**Exercise goal**
Starting at the first entry below, repeat all the data word for word and drop the pictures.

**Entries provided**
────
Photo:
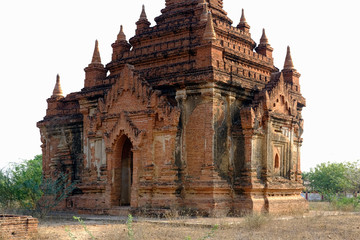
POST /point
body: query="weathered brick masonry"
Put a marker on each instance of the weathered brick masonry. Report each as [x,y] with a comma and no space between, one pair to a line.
[190,113]
[17,227]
────
**Response**
Photo:
POST /point
body: query="weathered brick masonry"
Put a marker on each instance of the weathered brick masonry. Report each as [x,y] with a comma and no space between, one pair to a line.
[190,113]
[17,227]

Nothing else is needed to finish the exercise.